§ **Passage shown**:
Remember which buffer held the last N blocks we accessed for each fork
of each relation, so we can try to skip the shared memory buffer mapping
table (and more importantly its partition locks).

XXX This is a very dumb and slow way of coding an LRU mapping table to
show the concept, with the theory that a clever and fast coding might be
possible?
---
 src/backend/storage/buffer/bufmgr.c | 102 ++++++++++++++++++++++++++++
 src/backend/storage/smgr/smgr.c     |   4 ++
 src/include/storage/smgr.h          |  13 ++++
 3 files changed, 119 insertions(+)

diff --git a/src/backend/storage/buffer/bufmgr.c b/src/backend/storage/buffer/bufmgr.c
index f7a8e0d576..34114f6188 100644
--- a/src/backend/storage/buffer/bufmgr.c
+++ b/src/backend/storage/buffer/bufmgr.c
@@ -969,6 +969,87 @@ ExtendBufferedRelTo(ExtendBufferedWhat eb,
 	return buffer;
 }
 
+/*
+ * Try to find a buffer using our tiny LRU cache, to avoid a trip through the
+ * buffer mapping table.  Only for non-local RBM_NORMAL reads.
+ */
+static Buffer
+ReadBuffer_try_recent(SMgrRelation smgr, ForkNumber forkNum,
+					  BlockNumber blockNum)
+{
+	SMgrBufferLruEntry *buffer_lru = &smgr->recent_buffer_lru[forkNum][0];
+
+	Assert(BlockNumberIsValid(blockNum));
+	for (int i = 0; i < SMGR_BUFFER_LRU_SIZE; ++i)
+	{
+		if (buffer_lru[i].block == blockNum)
+		{
+			SMgrBufferLruEntry found = buffer_lru[i];
+
+			if (ReadRecentBuffer(smgr->smgr_rlocator.locator,
+								 forkNum,
+								 blockNum,
+								 found.buffer))
+			{
+				/* Move to front. */
+				if (i > 0)
+				{
+					memmove(&buffer_lru[1],
+							&buffer_lru[0],
+							sizeof(buffer_lru[0]) * i);
+					buffer_lru[0] = found;
+				}
+				return found.buffer;
+			}
+
+			/* Kill this entry and give up. */
+			if (i < SMGR_BUFFER_LRU_SIZE - 1)

§ **Information given**:
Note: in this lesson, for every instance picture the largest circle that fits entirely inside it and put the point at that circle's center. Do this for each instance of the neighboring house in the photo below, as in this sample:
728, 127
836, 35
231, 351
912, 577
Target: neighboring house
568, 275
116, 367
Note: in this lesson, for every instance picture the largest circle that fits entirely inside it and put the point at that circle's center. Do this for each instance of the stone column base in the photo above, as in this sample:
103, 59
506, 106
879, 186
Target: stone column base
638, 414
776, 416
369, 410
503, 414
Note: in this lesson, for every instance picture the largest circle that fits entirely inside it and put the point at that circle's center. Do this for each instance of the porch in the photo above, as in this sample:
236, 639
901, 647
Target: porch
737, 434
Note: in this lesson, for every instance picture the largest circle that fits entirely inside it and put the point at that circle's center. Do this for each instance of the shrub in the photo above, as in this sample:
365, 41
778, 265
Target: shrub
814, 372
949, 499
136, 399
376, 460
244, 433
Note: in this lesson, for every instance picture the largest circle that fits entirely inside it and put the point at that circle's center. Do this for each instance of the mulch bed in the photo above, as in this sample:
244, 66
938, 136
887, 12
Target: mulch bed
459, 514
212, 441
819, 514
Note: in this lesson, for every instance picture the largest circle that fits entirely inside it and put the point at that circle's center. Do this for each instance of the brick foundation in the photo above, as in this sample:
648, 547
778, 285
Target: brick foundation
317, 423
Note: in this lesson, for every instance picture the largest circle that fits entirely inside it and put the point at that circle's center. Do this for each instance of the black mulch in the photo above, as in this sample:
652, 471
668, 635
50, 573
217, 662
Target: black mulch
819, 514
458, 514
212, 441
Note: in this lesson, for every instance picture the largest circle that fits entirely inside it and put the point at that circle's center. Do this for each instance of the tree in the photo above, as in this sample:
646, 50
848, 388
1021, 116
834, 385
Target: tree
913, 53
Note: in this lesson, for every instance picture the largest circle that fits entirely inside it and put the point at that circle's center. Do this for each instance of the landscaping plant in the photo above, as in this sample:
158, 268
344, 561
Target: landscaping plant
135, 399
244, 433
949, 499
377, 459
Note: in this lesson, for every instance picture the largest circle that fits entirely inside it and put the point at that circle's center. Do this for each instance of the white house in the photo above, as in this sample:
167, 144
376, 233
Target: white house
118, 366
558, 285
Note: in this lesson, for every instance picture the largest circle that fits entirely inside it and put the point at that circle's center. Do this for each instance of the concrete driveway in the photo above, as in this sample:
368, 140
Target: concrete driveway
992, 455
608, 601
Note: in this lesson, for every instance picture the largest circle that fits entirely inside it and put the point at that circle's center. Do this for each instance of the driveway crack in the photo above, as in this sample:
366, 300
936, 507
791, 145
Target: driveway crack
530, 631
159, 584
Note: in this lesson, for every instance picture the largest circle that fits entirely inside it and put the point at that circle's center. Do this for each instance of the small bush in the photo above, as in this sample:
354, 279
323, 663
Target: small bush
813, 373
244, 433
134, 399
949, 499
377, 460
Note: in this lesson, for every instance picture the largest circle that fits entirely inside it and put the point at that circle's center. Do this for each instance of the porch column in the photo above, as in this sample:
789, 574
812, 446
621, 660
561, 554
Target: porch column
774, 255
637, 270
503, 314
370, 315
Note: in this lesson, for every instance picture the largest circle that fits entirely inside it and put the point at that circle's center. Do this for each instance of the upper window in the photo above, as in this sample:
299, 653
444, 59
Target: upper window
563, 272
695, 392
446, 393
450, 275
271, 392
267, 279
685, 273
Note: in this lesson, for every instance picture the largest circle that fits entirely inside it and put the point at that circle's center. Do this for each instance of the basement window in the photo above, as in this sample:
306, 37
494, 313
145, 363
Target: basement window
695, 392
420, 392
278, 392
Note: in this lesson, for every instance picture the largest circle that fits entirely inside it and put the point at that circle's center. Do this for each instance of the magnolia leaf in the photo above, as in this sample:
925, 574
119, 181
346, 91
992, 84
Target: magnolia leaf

§ **Problems to solve**:
a. In the buffer-cache patch, what does the tiny LRU cache try to avoid?
b. Reproduce the part of the buffer-cache patch that opens with the words containing "Remember which buffer" and closes with "changed, 119 insertions(+)".
c. Resume the buffer-cache patch from the point at which it stops.

§ **Answers**:
a. A trip through the buffer mapping table.

b.
Remember which buffer held the last N blocks we accessed for each fork
of each relation, so we can try to skip the shared memory buffer mapping
table (and more importantly its partition locks).

XXX This is a very dumb and slow way of coding an LRU mapping table to
show the concept, with the theory that a clever and fast coding might be
possible?
---
 src/backend/storage/buffer/bufmgr.c | 102 ++++++++++++++++++++++++++++
 src/backend/storage/smgr/smgr.c     |   4 ++
 src/include/storage/smgr.h          |  13 ++++
 3 files changed, 119 insertions(+)

c.
+				memmove(&buffer_lru[i],
+						&buffer_lru[i + 1],
+						SMGR_BUFFER_LRU_SIZE - i);
+			buffer_lru[SMGR_BUFFER_LRU_SIZE - 1].block = InvalidBlockNumber;
+			break;
+		}
+	}
+
+	return InvalidBuffer;
+}
+
+/*
+ * Remember which buffer a block is in, for later lookups by
+ * ReadBuffer_try_recent().
+ */
+static void
+RememberRecentBuffer(SMgrRelation smgr, ForkNumber forkNum,
+					 BlockNumber blockNum, Buffer buffer)
+{
+	SMgrBufferLruEntry *buffer_lru = &smgr->recent_buffer_lru[forkNum][0];
+
+	/* If it's already there, move to front and update. */
+	for (int i = 0; i < SMGR_BUFFER_LRU_SIZE; ++i)
+	{
+		if (buffer_lru[i].block == blockNum)
+		{
+			if (i > 0)
+			{
+				memmove(&buffer_lru[1],
+						&buffer_lru[0],
+						sizeof(buffer_lru[0]) * i);
+				buffer_lru[0].block = blockNum;
+			}
+			buffer_lru[0].buffer = buffer;
+			return;
+		}
+	}
+
+	/* Otherwise insert at front. */
+	memmove(&buffer_lru[1],
+			&buffer_lru[0],
+			sizeof(buffer_lru[0]) * (SMGR_BUFFER_LRU_SIZE - 1));
+	buffer_lru[0].block = blockNum;
+	buffer_lru[0].buffer = buffer;
+}
+
 /*
  * ReadBuffer_common -- common logic for all ReadBuffer variants
  *
@@ -985,6 +1066,7 @@ ReadBuffer_common(SMgrRelation smgr, char relpersistence, ForkNumber forkNum,
 	IOContext	io_context;
 	IOObject	io_object;
 	bool		isLocalBuf = SmgrIsTemp(smgr);
+	Buffer		recent_buffer;
 
 	*hit = false;
 
@@ -1035,6 +1117,20 @@ ReadBuffer_common(SMgrRelation smgr, char relpersistence, ForkNumber forkNum,
 				 mode == RBM_ZERO_ON_ERROR)
 			pgBufferUsage.local_blks_read++;
 	}
+	else if (mode == RBM_NORMAL &&
+			 BufferIsValid((recent_buffer = ReadBuffer_try_recent(smgr,
+																  forkNum,
+																  blockNum))))
+	{
+		/*
+		 * Pinned buffer without having to look it up in the shared buffer
+		 * mapping table.
+		 */
+		found = true;
+		bufHdr = GetBufferDescriptor(recent_buffer - 1);
+		io_context = IOCONTEXT_NORMAL;
+		io_object = IOOBJECT_RELATION;
+	}
 	else
 	{
 		/*
@@ -1050,6 +1146,9 @@ ReadBuffer_common(SMgrRelation smgr, char relpersistence, ForkNumber forkNum,
 		else if (mode == RBM_NORMAL || mode == RBM_NORMAL_NO_LOG ||
 				 mode == RBM_ZERO_ON_ERROR)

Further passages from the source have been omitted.